▸ WHAT THE TASK ASKS: Render every line of the entries below as a numbered list, leaving out any blank lines.

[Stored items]
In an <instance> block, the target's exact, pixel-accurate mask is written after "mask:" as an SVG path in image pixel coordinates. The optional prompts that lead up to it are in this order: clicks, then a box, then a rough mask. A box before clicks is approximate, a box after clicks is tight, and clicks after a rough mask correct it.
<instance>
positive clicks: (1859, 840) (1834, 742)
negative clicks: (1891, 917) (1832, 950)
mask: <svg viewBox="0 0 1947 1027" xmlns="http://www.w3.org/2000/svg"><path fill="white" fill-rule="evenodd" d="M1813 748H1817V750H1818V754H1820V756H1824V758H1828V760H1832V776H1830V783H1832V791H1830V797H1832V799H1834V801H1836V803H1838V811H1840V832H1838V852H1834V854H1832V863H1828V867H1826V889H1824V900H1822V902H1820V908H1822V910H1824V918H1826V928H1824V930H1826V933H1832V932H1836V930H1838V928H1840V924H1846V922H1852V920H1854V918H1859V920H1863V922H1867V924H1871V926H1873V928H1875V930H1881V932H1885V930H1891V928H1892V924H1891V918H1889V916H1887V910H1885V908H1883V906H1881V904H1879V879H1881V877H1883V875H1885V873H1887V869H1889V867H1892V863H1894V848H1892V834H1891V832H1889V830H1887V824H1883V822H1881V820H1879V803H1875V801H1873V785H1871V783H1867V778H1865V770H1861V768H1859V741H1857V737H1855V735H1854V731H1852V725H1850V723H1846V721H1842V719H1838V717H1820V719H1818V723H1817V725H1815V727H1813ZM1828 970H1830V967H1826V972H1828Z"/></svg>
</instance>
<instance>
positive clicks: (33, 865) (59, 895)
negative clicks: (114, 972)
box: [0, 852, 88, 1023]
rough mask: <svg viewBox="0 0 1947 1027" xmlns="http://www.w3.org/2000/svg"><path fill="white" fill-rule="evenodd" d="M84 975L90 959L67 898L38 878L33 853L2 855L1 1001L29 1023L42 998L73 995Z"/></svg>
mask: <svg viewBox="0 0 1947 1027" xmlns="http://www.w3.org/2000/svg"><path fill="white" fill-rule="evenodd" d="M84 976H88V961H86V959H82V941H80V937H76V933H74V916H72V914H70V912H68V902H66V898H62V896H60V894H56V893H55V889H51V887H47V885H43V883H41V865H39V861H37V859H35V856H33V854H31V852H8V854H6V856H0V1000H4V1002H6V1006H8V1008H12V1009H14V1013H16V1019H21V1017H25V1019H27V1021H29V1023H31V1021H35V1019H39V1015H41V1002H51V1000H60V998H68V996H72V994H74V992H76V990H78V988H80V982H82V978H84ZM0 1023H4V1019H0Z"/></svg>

▸ EXERCISE RESPONSE:
1. In an <instance> block, the target's exact, pixel-accurate mask is written after "mask:" as an SVG path in image pixel coordinates. The optional prompts that lead up to it are in this order: clicks, then a box, then a rough mask. A box before clicks is approximate, a box after clicks is tight, and clicks after a rough mask correct it.
2. <instance>
3. positive clicks: (1859, 840) (1834, 742)
4. negative clicks: (1891, 917) (1832, 950)
5. mask: <svg viewBox="0 0 1947 1027" xmlns="http://www.w3.org/2000/svg"><path fill="white" fill-rule="evenodd" d="M1813 748H1817V750H1818V754H1820V756H1824V758H1828V760H1832V776H1830V783H1832V791H1830V797H1832V799H1834V801H1836V803H1838V811H1840V832H1838V852H1834V854H1832V863H1828V867H1826V889H1824V900H1822V902H1820V908H1822V910H1824V918H1826V928H1824V930H1826V933H1832V932H1836V930H1838V928H1840V924H1846V922H1852V920H1854V918H1859V920H1863V922H1867V924H1871V926H1873V928H1875V930H1881V932H1885V930H1891V928H1892V924H1891V918H1889V916H1887V910H1885V908H1883V906H1881V904H1879V879H1881V877H1883V875H1885V873H1887V869H1889V867H1892V863H1894V848H1892V834H1891V832H1889V830H1887V824H1883V822H1881V820H1879V803H1875V801H1873V785H1871V783H1867V778H1865V770H1861V768H1859V741H1857V737H1855V735H1854V731H1852V725H1850V723H1846V721H1842V719H1838V717H1820V719H1818V723H1817V725H1815V727H1813ZM1828 970H1830V967H1826V972H1828Z"/></svg>
6. </instance>
7. <instance>
8. positive clicks: (33, 865) (59, 895)
9. negative clicks: (114, 972)
10. box: [0, 852, 88, 1023]
11. rough mask: <svg viewBox="0 0 1947 1027" xmlns="http://www.w3.org/2000/svg"><path fill="white" fill-rule="evenodd" d="M84 975L90 959L67 898L38 878L33 853L2 855L1 1001L29 1023L42 998L73 995Z"/></svg>
12. mask: <svg viewBox="0 0 1947 1027" xmlns="http://www.w3.org/2000/svg"><path fill="white" fill-rule="evenodd" d="M84 976H88V961H86V959H82V941H80V937H76V933H74V916H72V914H70V912H68V902H66V898H62V896H60V894H56V893H55V889H51V887H47V885H43V883H41V865H39V861H37V859H35V856H33V854H31V852H8V854H6V856H0V1000H4V1002H6V1006H8V1008H12V1009H14V1013H16V1019H21V1017H25V1019H27V1021H29V1023H31V1021H35V1019H39V1015H41V1002H51V1000H60V998H68V996H72V994H74V992H76V990H78V988H80V982H82V978H84ZM0 1023H4V1019H0Z"/></svg>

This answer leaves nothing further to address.